Start of TASK INPUTS

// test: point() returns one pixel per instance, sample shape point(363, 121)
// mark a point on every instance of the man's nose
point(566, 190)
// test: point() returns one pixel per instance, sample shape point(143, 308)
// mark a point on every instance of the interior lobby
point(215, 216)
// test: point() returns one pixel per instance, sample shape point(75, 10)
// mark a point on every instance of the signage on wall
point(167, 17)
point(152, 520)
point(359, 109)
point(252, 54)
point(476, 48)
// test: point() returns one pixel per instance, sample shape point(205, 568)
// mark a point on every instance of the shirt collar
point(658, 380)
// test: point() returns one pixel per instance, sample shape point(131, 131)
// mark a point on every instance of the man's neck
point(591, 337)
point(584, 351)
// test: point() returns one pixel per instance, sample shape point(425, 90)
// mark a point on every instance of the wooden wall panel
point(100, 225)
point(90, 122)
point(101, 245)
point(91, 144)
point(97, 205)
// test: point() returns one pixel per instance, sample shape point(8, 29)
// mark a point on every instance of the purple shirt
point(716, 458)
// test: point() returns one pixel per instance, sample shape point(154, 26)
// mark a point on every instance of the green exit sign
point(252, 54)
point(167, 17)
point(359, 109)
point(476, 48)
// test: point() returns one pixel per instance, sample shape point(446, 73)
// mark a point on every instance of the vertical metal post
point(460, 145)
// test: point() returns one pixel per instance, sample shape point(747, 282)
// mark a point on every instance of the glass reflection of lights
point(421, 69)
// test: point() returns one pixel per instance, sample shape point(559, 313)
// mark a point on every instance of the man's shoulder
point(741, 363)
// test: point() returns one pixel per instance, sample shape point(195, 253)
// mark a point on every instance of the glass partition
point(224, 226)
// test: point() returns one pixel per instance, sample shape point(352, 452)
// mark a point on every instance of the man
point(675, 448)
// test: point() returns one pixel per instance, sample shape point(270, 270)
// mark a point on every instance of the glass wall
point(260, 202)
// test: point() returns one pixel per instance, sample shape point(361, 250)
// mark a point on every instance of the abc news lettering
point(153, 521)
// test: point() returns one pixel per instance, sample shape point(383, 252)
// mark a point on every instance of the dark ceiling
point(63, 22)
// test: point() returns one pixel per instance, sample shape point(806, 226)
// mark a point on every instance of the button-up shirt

End of TASK INPUTS

# [GIVEN INSTRUCTION]
Please write out all of the lines above as a numbered list, leaving out any blank lines.

# [ANSWER FOR THE TASK]
1. // test: point() returns one pixel per instance, sample shape point(363, 121)
2. // mark a point on every instance of the man's nose
3. point(566, 190)
4. // test: point() returns one pixel per instance, sample shape point(143, 308)
5. // mark a point on every instance of the interior lobby
6. point(215, 216)
7. // test: point() returns one pixel per instance, sample shape point(75, 10)
8. // mark a point on every instance of the signage on wall
9. point(167, 17)
10. point(152, 520)
11. point(359, 109)
12. point(252, 54)
13. point(476, 48)
14. // test: point() returns one pixel per instance, sample shape point(205, 568)
15. // mark a point on every instance of the shirt collar
16. point(658, 380)
17. // test: point() returns one pixel per instance, sample shape point(131, 131)
18. // mark a point on every instance of the man's neck
19. point(591, 337)
20. point(584, 351)
21. // test: point() returns one pixel per instance, sample shape point(425, 90)
22. // mark a point on every instance of the wooden wall panel
23. point(100, 225)
24. point(90, 122)
25. point(101, 245)
26. point(91, 144)
27. point(97, 205)
28. // test: point() returns one pixel per instance, sample shape point(8, 29)
29. // mark a point on every instance of the purple shirt
30. point(716, 458)
31. // test: point() returns one pixel per instance, sample shape point(154, 26)
32. // mark a point on every instance of the green exit sign
33. point(252, 54)
34. point(167, 17)
35. point(359, 109)
36. point(476, 48)
37. // test: point() returns one pixel per instance, sample shape point(446, 73)
38. // mark a point on every instance of the vertical metal post
39. point(460, 145)
40. // test: point() returns one pixel per instance, sample shape point(747, 282)
41. // mark a point on every instance of the glass reflection of lights
42. point(421, 69)
43. // test: point() returns one pixel per instance, sample shape point(559, 313)
44. // mark a point on every instance of the man's shoulder
45. point(741, 363)
46. // test: point() returns one pixel per instance, sample shape point(195, 253)
47. // mark a point on every instance of the glass partition
48. point(224, 226)
49. // test: point() returns one pixel per instance, sample shape point(352, 452)
50. // mark a point on every instance of the man
51. point(675, 448)
52. // test: point() returns one pixel per instance, sample shape point(270, 270)
53. // mark a point on every instance of the glass wall
54. point(260, 202)
55. // test: point() returns one pixel per instance, sample shape point(361, 250)
56. // mark a point on every instance of the abc news lettering
57. point(153, 521)
58. // test: point() returns one pixel per instance, sample shape point(383, 252)
59. // mark a point on every instance of the dark ceiling
60. point(63, 22)
61. // test: point() returns one pixel per instance, sample shape point(806, 226)
62. // mark a point on every instance of the button-up shirt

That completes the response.